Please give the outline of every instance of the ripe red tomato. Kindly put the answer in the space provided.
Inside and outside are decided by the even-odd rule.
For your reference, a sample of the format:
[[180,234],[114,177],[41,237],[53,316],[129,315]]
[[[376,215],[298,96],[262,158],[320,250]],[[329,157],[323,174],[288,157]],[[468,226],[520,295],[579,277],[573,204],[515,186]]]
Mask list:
_ _ _
## What is needed
Without leaving anything out, output all of the data above exactly.

## Solution
Please give the outline of every instance of the ripe red tomato. Kindly put the answer in the space provided.
Inside and outside are decided by the even-odd rule.
For your reference, a sample of the format:
[[180,234],[114,177],[41,237],[53,316],[129,315]]
[[[376,215],[298,96],[262,158],[320,250]],[[329,157],[323,174],[288,157]],[[468,226],[520,295],[579,277],[573,204],[515,186]]]
Mask list:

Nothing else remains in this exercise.